OPDRACHT 1:
Vat het fragment over de welstandscommissie samen in twee zinnen.
OPDRACHT 2:
Herhaal letterlijk het deel van het fragment dat begint met "de aard van" en doorloopt tot en met "in het bijzonder.".

FRAGMENT:
Artikel 3.2 Samenstelling van de welstandscommissie

  • 1.

    De welstandscommissie bestaat tenminste uit vier leden, waaronder een voorzitter en een secretaris, waarvan ten minste drie leden deskundig zijn op het gebied van architectuur, ruimtelijke kwaliteit dan wel cultuurhistorie.

  • 2.

    Voor de leden worden plaatsvervangers aangewezen.

  • 3.

    De welstandscommissie kan slechts adviezen uitbrengen indien tenminste drie leden aanwezig zijn en waarvan ten minste twee leden beschikken over deskundigheid op het gebied van welstand.

  • 4.

    De leden van de commissie zijn onafhankelijk van het gemeentebestuur.

Artikel 3.3 Jaarlijkse verantwoording

  • 1.

    De welstandscommissie stelt jaarlijks een verslag op van haar werkzaamheden voor de gemeenteraad, waarin tenminste aan de orde komt:

    • a.

      op welke wijze toepassing is gegeven aan de welstandscriteria uit de welstandsnota;

    • b.

      de werkwijze van de welstandscommissie;

    • c.

      op welke wijze uitwerking is gegeven aan de openbaarheid van vergaderen;

    • d.

      de aard van de beoordeelde plannen;

    • e.

      de bijzondere projecten.

  • 2.

    De welstandscommissie kan in haar jaarverslag aanbevelingen doen ten aanzien van het gemeentelijk ruimtelijk kwaliteitsbeleid in het algemeen en de aanpassing van de gemeentelijke welstandsnota in het bijzonder.

Artikel 3.4 Termijn van advisering

  • 1.

    De welstandscommissie brengt het advies over de aanvraag om een omgevingsvergunning voor het bouwen uit binnen vier weken nadat door of namens het bevoegd gezag daarom is verzocht.

  • 2.

GETOOND MATERIAAL:
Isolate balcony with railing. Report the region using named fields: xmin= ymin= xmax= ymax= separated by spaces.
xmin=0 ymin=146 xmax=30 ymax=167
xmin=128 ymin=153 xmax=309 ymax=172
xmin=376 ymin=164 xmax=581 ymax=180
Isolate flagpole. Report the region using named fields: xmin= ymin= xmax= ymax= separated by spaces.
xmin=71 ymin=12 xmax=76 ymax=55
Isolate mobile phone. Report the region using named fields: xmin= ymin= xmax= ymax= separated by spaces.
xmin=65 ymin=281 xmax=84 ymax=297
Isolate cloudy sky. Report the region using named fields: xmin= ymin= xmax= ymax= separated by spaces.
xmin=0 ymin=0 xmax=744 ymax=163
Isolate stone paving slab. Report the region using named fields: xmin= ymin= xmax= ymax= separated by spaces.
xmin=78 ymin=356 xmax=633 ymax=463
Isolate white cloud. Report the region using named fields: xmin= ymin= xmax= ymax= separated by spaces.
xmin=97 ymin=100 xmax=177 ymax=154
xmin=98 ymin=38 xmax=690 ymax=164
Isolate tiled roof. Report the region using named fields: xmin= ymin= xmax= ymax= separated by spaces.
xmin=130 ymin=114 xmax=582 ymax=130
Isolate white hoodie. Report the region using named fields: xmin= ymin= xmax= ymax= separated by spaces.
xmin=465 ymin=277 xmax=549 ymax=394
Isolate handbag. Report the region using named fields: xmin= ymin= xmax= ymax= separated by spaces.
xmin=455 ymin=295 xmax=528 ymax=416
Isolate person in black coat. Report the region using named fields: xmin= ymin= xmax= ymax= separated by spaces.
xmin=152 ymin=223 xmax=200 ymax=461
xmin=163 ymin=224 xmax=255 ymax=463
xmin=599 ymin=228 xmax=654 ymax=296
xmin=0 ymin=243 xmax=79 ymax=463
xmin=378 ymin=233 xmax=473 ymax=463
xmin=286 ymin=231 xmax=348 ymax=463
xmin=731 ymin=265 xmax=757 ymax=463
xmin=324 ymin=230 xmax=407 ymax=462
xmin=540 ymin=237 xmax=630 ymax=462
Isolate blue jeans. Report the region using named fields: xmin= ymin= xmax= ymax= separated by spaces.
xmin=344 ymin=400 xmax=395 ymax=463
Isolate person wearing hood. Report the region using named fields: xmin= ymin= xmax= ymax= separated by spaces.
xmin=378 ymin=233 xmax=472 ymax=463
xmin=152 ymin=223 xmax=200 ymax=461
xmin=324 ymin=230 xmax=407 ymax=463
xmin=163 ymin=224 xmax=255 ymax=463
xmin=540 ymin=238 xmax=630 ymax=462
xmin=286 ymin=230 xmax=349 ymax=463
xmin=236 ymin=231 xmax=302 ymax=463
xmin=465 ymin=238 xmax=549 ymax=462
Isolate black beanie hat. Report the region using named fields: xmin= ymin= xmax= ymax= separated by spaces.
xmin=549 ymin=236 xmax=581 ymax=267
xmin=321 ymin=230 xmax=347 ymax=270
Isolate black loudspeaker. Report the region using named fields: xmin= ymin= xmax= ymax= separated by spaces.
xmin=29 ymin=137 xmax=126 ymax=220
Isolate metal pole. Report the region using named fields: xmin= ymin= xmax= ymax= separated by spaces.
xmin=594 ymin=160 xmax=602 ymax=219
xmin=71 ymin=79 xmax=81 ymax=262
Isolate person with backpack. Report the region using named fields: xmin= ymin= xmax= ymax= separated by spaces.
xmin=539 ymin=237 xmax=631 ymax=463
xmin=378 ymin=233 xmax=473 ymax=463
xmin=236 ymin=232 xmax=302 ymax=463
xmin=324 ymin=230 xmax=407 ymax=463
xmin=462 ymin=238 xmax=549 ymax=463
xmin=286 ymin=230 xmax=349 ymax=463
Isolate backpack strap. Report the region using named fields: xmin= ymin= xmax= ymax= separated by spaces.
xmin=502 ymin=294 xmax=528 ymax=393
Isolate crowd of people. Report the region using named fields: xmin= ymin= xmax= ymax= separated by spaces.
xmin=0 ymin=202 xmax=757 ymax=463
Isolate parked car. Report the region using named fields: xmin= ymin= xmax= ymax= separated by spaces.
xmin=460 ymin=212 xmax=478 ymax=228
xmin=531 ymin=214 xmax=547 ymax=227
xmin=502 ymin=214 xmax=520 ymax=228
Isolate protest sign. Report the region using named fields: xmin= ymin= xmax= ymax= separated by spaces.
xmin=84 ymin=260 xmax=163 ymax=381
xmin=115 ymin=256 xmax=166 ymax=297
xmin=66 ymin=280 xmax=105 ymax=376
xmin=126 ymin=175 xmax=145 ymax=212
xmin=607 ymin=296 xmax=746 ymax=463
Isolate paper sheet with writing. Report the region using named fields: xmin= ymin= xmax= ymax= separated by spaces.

VOLLEDIG ANTWOORD 1:
De welstandscommissie telt minstens vier leden die onafhankelijk zijn van het gemeentebestuur, onder wie een voorzitter en een secretaris, en voor de leden worden plaatsvervangers aangewezen. Ze kan alleen adviseren als ten minste drie leden aanwezig zijn, stelt jaarlijks een verslag van haar werkzaamheden op voor de gemeenteraad en brengt haar advies over een aanvraag om een omgevingsvergunning voor het bouwen binnen vier weken na het verzoek uit.

VOLLEDIG ANTWOORD 2:
de aard van de beoordeelde plannen;

    • e.

      de bijzondere projecten.

  • 2.

    De welstandscommissie kan in haar jaarverslag aanbevelingen doen ten aanzien van het gemeentelijk ruimtelijk kwaliteitsbeleid in het algemeen en de aanpassing van de gemeentelijke welstandsnota in het bijzonder.